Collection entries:
• • • •
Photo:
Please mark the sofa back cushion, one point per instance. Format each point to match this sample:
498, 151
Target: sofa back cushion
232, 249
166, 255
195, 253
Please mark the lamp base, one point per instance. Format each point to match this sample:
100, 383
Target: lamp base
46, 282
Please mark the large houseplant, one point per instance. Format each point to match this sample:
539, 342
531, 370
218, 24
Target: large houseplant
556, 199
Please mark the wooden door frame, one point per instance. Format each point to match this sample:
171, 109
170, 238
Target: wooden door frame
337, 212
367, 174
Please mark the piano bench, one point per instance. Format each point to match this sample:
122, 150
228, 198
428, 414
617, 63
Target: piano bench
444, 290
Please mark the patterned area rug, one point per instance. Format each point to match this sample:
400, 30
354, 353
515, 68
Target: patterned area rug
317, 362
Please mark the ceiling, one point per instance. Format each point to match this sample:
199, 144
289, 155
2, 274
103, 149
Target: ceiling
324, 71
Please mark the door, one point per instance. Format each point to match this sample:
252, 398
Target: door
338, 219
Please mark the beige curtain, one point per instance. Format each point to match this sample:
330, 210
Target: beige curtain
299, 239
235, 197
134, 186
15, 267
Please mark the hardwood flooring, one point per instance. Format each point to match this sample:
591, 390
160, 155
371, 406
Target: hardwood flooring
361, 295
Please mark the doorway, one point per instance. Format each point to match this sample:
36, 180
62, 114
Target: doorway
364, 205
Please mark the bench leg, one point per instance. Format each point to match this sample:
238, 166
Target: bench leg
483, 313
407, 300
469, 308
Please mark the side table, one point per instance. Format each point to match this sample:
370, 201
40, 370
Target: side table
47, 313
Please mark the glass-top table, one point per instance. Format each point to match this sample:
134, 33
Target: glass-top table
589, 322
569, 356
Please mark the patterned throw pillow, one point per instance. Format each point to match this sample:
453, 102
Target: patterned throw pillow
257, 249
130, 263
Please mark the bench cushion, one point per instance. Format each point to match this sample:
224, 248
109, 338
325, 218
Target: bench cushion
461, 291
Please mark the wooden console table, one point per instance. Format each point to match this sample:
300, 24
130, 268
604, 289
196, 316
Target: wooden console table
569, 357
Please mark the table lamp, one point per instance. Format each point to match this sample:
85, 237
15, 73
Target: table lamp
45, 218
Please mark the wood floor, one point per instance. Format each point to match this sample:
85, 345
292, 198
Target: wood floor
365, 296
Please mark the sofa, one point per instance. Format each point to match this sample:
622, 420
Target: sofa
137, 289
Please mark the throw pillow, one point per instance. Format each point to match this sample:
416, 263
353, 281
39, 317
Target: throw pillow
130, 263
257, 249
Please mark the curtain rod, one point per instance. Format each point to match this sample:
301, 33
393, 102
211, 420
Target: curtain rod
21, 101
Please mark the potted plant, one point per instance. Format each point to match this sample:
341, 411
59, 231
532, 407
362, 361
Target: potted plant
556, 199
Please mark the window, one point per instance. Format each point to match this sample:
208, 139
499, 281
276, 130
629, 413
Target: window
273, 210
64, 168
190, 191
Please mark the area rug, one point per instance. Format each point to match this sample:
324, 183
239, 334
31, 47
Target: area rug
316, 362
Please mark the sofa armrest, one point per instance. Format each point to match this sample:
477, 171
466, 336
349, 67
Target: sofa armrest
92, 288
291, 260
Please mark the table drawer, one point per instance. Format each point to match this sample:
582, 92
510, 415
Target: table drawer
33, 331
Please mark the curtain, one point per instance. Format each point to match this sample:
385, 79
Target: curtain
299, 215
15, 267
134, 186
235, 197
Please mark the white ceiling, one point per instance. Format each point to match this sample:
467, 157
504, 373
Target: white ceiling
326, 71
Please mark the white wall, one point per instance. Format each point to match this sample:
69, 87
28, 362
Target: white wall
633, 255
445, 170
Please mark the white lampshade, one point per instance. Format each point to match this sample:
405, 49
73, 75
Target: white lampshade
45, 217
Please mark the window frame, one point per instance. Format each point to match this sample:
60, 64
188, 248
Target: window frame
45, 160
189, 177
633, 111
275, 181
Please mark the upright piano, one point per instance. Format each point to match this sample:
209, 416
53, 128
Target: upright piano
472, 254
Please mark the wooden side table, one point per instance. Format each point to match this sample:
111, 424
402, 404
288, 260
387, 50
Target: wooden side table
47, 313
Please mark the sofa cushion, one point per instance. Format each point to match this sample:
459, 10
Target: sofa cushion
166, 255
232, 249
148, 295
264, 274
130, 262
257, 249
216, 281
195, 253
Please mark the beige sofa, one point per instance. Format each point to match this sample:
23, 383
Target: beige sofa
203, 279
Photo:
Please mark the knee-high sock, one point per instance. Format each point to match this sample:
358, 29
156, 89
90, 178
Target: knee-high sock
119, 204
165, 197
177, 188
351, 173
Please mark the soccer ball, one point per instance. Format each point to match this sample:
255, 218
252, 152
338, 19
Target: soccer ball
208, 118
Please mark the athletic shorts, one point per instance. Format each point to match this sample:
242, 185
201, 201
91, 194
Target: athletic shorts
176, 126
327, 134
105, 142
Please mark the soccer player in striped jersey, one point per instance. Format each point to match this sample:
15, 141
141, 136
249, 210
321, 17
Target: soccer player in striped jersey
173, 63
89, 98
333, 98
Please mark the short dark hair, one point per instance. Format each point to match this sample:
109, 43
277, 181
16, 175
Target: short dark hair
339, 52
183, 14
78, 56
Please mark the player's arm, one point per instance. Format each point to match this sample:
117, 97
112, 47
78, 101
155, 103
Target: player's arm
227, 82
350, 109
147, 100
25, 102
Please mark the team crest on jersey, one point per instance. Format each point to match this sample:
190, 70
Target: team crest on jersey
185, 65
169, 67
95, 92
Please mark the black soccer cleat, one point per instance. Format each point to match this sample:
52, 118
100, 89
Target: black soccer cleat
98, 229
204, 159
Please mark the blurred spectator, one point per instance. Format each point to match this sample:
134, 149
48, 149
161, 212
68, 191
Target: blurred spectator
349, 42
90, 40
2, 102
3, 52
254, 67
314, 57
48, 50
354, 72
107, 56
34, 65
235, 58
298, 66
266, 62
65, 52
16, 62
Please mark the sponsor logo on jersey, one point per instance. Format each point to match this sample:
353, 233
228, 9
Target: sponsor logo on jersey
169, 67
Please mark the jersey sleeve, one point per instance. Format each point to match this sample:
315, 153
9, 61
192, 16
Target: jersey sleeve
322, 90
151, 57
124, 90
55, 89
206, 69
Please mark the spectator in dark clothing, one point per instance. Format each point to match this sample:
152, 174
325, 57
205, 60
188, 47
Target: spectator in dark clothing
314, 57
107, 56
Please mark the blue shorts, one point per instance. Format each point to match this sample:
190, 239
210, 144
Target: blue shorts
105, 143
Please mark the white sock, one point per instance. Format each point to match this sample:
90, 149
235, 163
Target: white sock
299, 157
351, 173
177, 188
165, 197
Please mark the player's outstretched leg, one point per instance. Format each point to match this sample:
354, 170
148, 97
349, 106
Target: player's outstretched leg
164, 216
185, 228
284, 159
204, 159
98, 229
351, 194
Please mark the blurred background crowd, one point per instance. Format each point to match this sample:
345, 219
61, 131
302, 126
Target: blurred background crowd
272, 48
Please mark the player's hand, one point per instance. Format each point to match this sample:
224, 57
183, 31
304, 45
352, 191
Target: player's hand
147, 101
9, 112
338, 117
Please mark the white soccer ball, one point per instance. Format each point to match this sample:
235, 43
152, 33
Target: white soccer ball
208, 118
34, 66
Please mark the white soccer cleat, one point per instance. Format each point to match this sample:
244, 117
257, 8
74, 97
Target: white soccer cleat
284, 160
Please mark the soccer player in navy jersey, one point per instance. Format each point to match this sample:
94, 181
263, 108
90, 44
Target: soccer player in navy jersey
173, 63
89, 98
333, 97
• • • •
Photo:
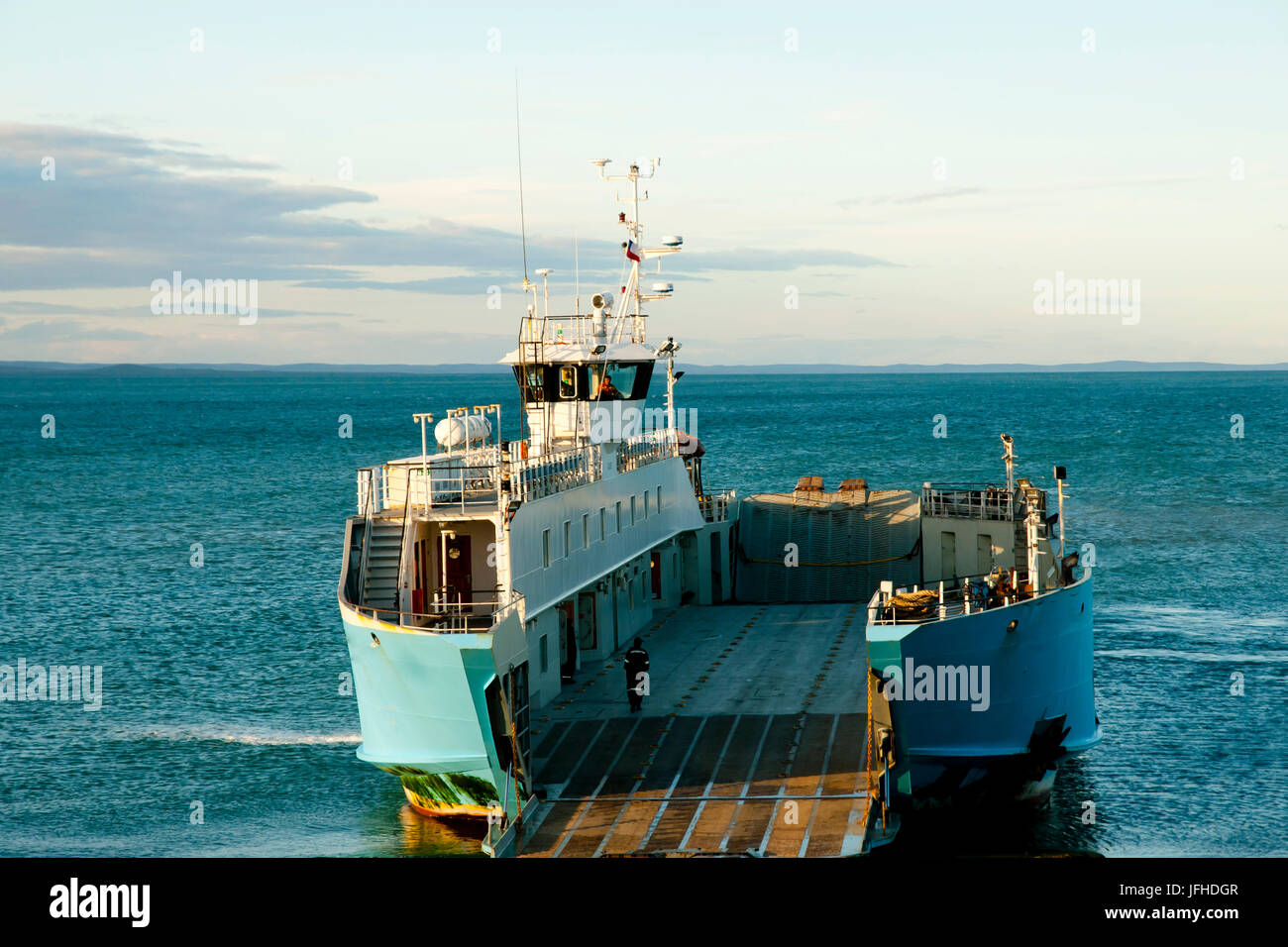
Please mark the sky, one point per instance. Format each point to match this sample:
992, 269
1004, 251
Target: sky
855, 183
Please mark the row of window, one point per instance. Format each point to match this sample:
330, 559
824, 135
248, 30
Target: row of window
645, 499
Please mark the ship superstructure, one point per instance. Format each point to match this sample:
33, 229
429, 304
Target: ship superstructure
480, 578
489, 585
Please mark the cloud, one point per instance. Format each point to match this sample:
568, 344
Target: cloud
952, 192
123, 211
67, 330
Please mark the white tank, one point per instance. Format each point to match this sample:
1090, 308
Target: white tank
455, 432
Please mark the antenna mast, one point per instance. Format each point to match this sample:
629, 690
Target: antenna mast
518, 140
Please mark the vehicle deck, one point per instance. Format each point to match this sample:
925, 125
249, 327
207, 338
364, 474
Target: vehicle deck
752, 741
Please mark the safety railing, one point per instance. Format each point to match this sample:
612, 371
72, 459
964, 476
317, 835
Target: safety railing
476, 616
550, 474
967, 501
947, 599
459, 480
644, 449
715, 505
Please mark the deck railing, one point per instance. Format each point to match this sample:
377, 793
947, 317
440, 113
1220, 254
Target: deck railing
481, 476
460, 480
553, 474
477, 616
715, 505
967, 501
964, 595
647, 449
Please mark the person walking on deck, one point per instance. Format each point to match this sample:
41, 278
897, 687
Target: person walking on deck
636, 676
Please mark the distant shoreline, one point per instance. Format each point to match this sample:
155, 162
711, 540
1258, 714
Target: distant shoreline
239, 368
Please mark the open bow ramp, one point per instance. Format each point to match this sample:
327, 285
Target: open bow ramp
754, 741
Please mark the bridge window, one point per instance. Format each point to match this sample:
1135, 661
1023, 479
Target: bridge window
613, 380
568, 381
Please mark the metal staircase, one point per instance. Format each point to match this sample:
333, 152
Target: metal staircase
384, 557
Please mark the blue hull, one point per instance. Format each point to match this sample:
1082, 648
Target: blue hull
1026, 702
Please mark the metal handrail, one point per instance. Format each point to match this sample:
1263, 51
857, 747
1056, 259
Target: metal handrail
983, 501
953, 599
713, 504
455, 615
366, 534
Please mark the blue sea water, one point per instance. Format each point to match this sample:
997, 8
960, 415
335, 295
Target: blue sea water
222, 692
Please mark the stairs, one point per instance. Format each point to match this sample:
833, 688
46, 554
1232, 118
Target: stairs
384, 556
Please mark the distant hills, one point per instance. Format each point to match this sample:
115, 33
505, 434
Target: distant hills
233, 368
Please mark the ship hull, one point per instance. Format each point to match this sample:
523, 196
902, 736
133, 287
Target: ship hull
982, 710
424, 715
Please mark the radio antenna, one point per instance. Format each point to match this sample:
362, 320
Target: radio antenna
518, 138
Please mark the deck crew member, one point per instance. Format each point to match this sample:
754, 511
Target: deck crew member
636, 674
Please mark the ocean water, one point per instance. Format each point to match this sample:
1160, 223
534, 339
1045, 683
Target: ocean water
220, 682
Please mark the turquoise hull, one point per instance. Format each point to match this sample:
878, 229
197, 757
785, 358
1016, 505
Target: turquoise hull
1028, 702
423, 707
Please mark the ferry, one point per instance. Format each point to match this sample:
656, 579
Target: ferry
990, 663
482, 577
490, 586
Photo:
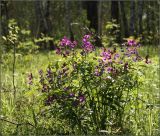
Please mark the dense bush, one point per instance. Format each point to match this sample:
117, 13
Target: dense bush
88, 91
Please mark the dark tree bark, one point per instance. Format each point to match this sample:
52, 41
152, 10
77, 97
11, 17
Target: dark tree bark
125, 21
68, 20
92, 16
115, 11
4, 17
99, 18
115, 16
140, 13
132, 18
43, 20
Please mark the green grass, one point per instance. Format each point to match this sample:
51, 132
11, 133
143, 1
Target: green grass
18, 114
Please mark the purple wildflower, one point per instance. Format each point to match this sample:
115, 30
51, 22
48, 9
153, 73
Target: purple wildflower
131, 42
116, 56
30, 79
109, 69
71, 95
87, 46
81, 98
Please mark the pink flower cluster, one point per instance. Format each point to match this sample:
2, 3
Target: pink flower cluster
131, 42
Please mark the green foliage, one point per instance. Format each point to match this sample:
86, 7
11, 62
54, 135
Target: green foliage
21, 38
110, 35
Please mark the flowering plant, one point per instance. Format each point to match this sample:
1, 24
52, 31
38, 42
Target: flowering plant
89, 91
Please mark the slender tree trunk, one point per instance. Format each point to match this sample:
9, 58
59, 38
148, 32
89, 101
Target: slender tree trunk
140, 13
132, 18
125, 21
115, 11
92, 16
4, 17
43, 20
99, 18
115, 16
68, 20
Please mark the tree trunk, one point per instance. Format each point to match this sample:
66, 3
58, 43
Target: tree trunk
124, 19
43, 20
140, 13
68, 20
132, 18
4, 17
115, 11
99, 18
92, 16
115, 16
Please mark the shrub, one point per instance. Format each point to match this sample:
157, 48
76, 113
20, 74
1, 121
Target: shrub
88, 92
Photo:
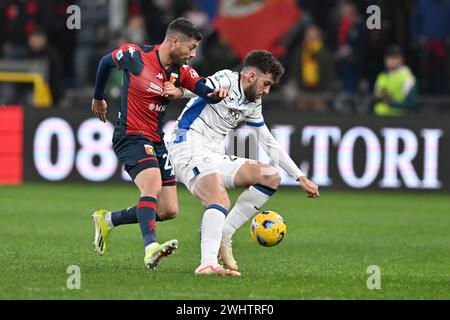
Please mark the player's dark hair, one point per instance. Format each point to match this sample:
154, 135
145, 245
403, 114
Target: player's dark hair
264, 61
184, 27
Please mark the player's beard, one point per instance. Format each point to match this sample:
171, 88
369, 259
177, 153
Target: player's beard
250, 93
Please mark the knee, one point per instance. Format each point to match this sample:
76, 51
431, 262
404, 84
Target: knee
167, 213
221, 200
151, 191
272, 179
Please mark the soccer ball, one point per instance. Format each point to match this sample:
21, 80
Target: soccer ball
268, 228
• • • •
THE EXERCISE:
Extract every line from the items above that contains the string "crowd".

SOLUTION TO THE PROBLEM:
Please mark the blurred background crowd, one point per instance. Format each point to match this sample:
Target: blurred background crowd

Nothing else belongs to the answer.